■ **TEXTE**
= = = =

Mais Birame trouvait sans doute que les moyens de lutte de SOS Esclaves étaient peu énergiques et molles à son goût. Il décide de fonder une organisation radicale au discours percutant. Le premier noyau dur est formé de quelques compagnons, de jeunes intellectuels révoltés par la situation des communautés noires, haratines et négro-africaiines, notamment Brahim Ould Ramdhane, Hamady Lehbouss, Ahmed Hamdy, Balla Touré et d’autres qui l’ont rejoint, persuadés que sans une secousse violente contre la muraille féodale, l’esclavage aura encore de beaux jours devant lui.

Une organisation ultra-radicale est née, l’Initiative de Résurgence du mouvement Abolitionniste (IRA). L’objectif de ce mouvement, obliger les autorités à appliquer la feuille de route des Nations Unies et la loi 2O07-048 criminalisant l’esclavage qui venait d’être adoptée. Très vite, l’organisation prend de l’ampleur, plusieurs jeunes harratines et négro-africains, séduits par le discours rugueux et radical d’IRA s’engouffrent dans la brèche. Les discours d’IRA choquent par leur nature crue et provocatrice. Les militants traquent les cas d’esclavage, forcent la police à interpeller les suspects de pratiques esclavagistes, organisent des sit-in devant les commissariats de police pour éviter que les coupables ne soient mis en liberté in petto. SOS Esclaves et IRA exigent la révision de la loi 2007 et parviennent avec la pression internationale à faire adopter une loi plus répressive en 2015. Les peines sont doublées et la société civile peut désormais se porter partie civile.

Des dossiers commencent à défrayer la chronique. Janvier 2012, le cas d’esclavage à Aïn Farba.
En 2013, une autre affaire éclate à Atar. C’est «l’affaire Oùmoulkheiry Mint Yarba »..
La même année, c’est l’affaire Noura, 18 ans, cette fois à Boutilimit. Les militants d’IRA observeront le plus long sit-in dans l’histoire du mouvement devant la brigade de gendarmerie pour exiger la traduction en justice des présumés maîtres. Puis, sans résultat après plus de quinze jours de sit-in,  ils organisent une marche de 150 kilomètres pour rejoindre Nouakchott et exprimer leur indignation face à l’impunité.
Plusieurs autres dossiers suivront, dont celui de Yarg et son frère. Le mouvement IRA jugé subversif par les autorités sera ainsi l’organisation la plus réprimée dans l’histoire des droits de l’homme en Mauritanie. Les sit-in d’IRA se terminent toujours par des séries d’arrestations, des charges policières, de plus en plus violentes, répressives et ciblées. Cela se termine souvent aux urgences des hôpitaux,..

En 2012, IRA engage un autre combat. Idéologique cette fois. C’est l’incinération des livres du rite malékite, considérés par le mouvement comme le fondement théologique de la perpétuation de l’esclavage en Mauritanie, «base de formation des administrateurs et des magistrats » soutient-on. L’incident créé un  séisme et soulève un large débat, des marches de colère organisées, vite instrumentalisées. C’est la fin de Birame et de IRA, prédisent déjà la plupart des observateurs. Birame est arrêté et emprisonné avec quelques militants. Ils seront libérés quelques mois plus tard et le cortège triomphal de leurs admirateurs s’étire sur des kilomètres, de la prison civile de Nouakchott jusqu’à son domicile au P.K 9. Un rassemblement monstre, populaire, inédit, qui fait trembler des certitudes. La même année, Birame Dah Abeid reçoit deux prestigieux prix, le Front Line Award for Human Rights Defenders at Risk de l’ONG Irlandaise Front Line Defender et le Prix des Nations Unies pour les droits de l’Homme.

= = = =

■ **DONNÉES ENREGISTRÉES**
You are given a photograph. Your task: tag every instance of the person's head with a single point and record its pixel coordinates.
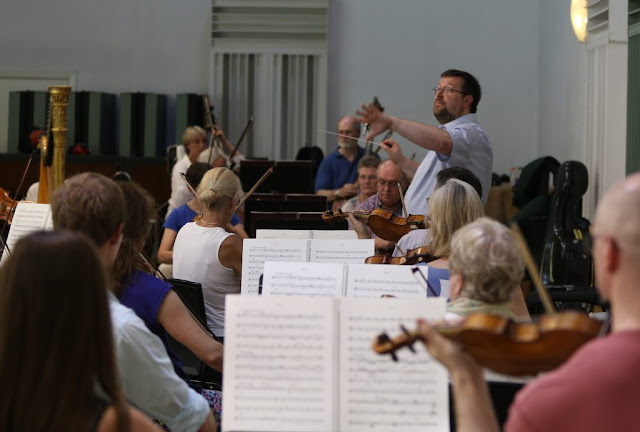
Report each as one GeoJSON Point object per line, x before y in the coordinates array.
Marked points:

= = = =

■ **TÂCHES DEMANDÉES**
(1) Relevez tous les compagnons de Birame que le texte sur le mouvement IRA nomme comme membres du premier noyau dur.
(2) Réécrivez le passage du texte sur le mouvement IRA qui commence à «Mais Birame trouvait» et finit à «jours devant lui.», en remplaçant «compagnons» par «camarades».

■ **RÉPONSES PAR TÂCHE**
(1) Brahim Ould Ramdhane, Hamady Lehbouss, Ahmed Hamdy, Balla Touré

(2)
Mais Birame trouvait sans doute que les moyens de lutte de SOS Esclaves étaient peu énergiques et molles à son goût. Il décide de fonder une organisation radicale au discours percutant. Le premier noyau dur est formé de quelques camarades, de jeunes intellectuels révoltés par la situation des communautés noires, haratines et négro-africaiines, notamment Brahim Ould Ramdhane, Hamady Lehbouss, Ahmed Hamdy, Balla Touré et d’autres qui l’ont rejoint, persuadés que sans une secousse violente contre la muraille féodale, l’esclavage aura encore de beaux jours devant lui.